Description
Write an efficient algorithm that searches for a value in an m x n matrix. This matrix has the following properties:
1.Integers in each row are sorted from left to right.
2.The first integer of each row is greater than the last integer of the previous row.
Example 1
Input:
matrix = [
[1, 3, 5, 7],
[10, 11, 16, 20],
[23, 30, 34, 50]
]
target = 3
Output: true
Example 2
Input:
matrix = [
[1, 3, 5, 7],
[10, 11, 16, 20],
[23, 30, 34, 50]
]
target = 13
Output: false
Solution 1(C++)
class Solution {
public:
bool searchMatrix(vector<vector<int>>& matrix, int target) {
if (!matrix.size())
return false;
if (!matrix[0].size())
return false;
int m = matrix[0].size();
int l = 0;
int r = m * matrix.size() - 1;
while (l < r) {
int mid = (l + r)/2;
if (matrix[mid/m][mid % m] < target) {
l = mid + 1;
} else {
r = mid;
}
}
return matrix[r/m][r%m] == target;
}
};
算法分析
将二维矩阵看做一个一维矩阵即可,然后找到转换公式即可。但问题的关键还是二分搜索的算法。详情参考:Algorithm-Binary Search算法。
程序分析
略。

● 原始数据行:
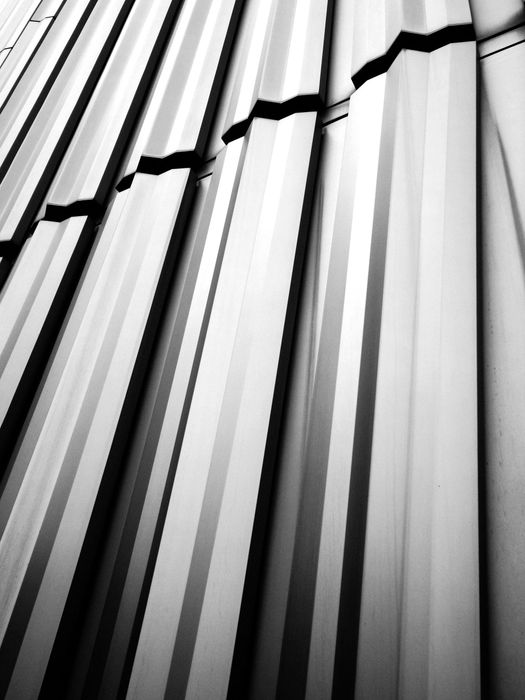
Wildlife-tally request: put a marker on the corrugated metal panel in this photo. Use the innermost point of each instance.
(14, 15)
(503, 212)
(12, 68)
(256, 348)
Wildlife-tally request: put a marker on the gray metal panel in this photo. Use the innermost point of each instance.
(377, 23)
(33, 166)
(14, 15)
(95, 375)
(492, 17)
(47, 8)
(30, 311)
(503, 217)
(421, 549)
(281, 55)
(19, 56)
(192, 64)
(87, 169)
(201, 566)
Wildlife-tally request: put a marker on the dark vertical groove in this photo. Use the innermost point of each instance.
(246, 633)
(61, 661)
(484, 581)
(354, 547)
(15, 417)
(166, 496)
(45, 90)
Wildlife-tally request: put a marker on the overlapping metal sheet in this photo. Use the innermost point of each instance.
(260, 350)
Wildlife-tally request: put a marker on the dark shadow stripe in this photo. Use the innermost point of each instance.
(483, 525)
(61, 661)
(82, 207)
(276, 111)
(425, 43)
(152, 165)
(503, 48)
(8, 249)
(501, 32)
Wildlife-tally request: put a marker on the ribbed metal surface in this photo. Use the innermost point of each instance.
(261, 375)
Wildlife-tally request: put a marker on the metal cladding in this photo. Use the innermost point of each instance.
(261, 349)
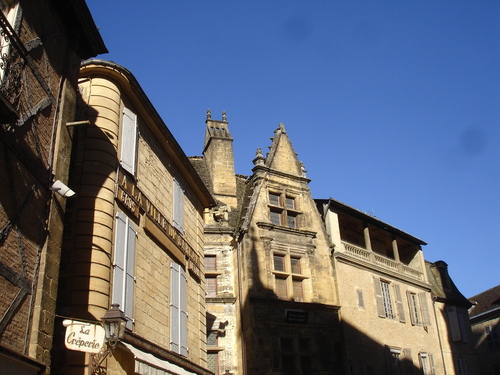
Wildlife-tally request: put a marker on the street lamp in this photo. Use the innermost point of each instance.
(114, 322)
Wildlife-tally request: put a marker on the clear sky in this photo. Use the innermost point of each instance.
(393, 106)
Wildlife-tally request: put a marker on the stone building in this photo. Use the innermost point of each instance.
(133, 234)
(41, 46)
(272, 302)
(485, 320)
(454, 328)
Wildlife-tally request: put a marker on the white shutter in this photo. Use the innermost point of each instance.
(399, 303)
(123, 264)
(128, 150)
(178, 206)
(378, 297)
(174, 307)
(118, 293)
(183, 312)
(453, 322)
(426, 320)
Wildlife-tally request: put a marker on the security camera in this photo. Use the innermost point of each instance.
(62, 189)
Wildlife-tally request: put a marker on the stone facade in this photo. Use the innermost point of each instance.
(273, 308)
(41, 45)
(485, 321)
(134, 235)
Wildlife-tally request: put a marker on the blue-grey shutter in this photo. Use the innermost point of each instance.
(178, 206)
(118, 295)
(130, 277)
(378, 297)
(128, 150)
(123, 264)
(183, 312)
(174, 307)
(453, 322)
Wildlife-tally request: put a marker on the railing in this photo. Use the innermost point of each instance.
(381, 261)
(21, 82)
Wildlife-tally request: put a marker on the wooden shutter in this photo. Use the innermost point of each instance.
(128, 150)
(424, 307)
(178, 206)
(378, 297)
(174, 307)
(123, 266)
(408, 361)
(129, 273)
(183, 312)
(453, 322)
(399, 303)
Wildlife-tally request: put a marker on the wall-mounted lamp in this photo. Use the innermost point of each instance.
(114, 322)
(61, 189)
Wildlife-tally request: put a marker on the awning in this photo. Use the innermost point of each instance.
(148, 364)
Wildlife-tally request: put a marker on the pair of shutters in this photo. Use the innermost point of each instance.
(128, 152)
(381, 310)
(456, 321)
(178, 309)
(123, 264)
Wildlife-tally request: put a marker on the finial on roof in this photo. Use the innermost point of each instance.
(303, 169)
(281, 128)
(259, 158)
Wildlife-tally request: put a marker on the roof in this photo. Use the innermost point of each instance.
(486, 301)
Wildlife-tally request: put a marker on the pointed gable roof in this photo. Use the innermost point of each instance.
(281, 156)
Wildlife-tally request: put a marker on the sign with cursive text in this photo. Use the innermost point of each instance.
(83, 337)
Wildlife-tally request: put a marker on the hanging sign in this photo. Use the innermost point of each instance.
(83, 337)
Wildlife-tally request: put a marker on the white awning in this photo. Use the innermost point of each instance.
(148, 364)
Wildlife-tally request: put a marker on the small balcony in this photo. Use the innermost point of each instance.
(370, 257)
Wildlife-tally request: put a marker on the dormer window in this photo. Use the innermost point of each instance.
(282, 210)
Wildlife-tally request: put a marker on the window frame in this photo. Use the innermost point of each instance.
(125, 237)
(283, 209)
(286, 280)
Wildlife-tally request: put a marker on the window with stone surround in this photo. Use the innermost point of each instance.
(211, 275)
(288, 277)
(283, 210)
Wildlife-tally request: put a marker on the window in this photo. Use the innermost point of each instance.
(384, 300)
(128, 152)
(426, 363)
(457, 323)
(361, 302)
(395, 361)
(492, 337)
(282, 210)
(123, 265)
(178, 218)
(296, 355)
(211, 274)
(178, 309)
(288, 277)
(9, 9)
(414, 309)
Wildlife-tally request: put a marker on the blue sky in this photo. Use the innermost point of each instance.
(393, 106)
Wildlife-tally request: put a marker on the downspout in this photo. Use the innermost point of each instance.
(240, 296)
(439, 334)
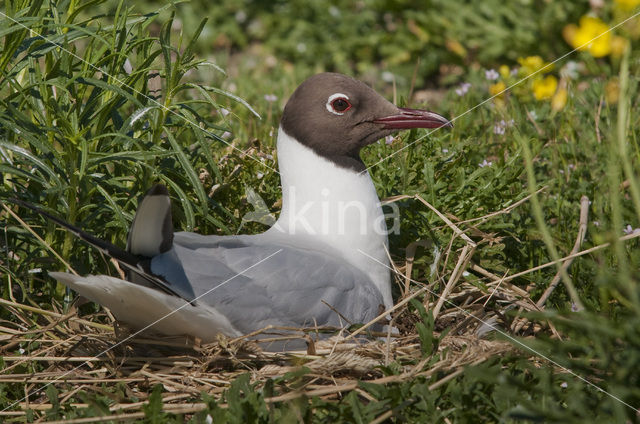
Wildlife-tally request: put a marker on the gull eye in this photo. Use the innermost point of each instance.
(338, 104)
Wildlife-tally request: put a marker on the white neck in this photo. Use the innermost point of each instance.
(334, 205)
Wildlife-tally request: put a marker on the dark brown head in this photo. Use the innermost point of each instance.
(336, 116)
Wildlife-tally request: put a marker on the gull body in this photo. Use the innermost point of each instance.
(323, 263)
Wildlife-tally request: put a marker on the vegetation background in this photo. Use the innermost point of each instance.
(99, 99)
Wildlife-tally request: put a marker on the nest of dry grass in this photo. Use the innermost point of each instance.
(86, 353)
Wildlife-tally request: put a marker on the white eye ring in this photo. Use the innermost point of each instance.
(331, 99)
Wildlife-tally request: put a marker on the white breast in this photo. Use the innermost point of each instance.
(338, 206)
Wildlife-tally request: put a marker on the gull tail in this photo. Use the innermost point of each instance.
(151, 233)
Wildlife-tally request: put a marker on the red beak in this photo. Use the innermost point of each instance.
(413, 118)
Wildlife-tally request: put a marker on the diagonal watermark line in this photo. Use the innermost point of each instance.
(511, 338)
(503, 91)
(142, 330)
(151, 99)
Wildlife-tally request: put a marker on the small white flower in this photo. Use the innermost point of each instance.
(127, 67)
(463, 89)
(387, 76)
(491, 75)
(570, 70)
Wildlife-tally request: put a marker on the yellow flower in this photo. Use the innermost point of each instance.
(612, 91)
(456, 47)
(627, 5)
(559, 100)
(497, 88)
(592, 35)
(618, 45)
(532, 64)
(505, 72)
(544, 88)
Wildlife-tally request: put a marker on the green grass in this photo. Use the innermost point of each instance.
(84, 135)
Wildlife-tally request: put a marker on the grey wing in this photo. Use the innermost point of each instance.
(293, 287)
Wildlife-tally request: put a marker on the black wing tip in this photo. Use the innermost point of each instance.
(158, 190)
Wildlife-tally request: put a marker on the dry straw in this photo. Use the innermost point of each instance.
(60, 342)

● 给定任务:
从所给文本中抄录一段，以含有“Description”的那几个字开头，抄到“left to right.”为止，一字不改。

● 正确结果:
Description
Write an efficient algorithm that searches for a value in an m x n matrix. This matrix has the following properties:
1.Integers in each row are sorted from left to right.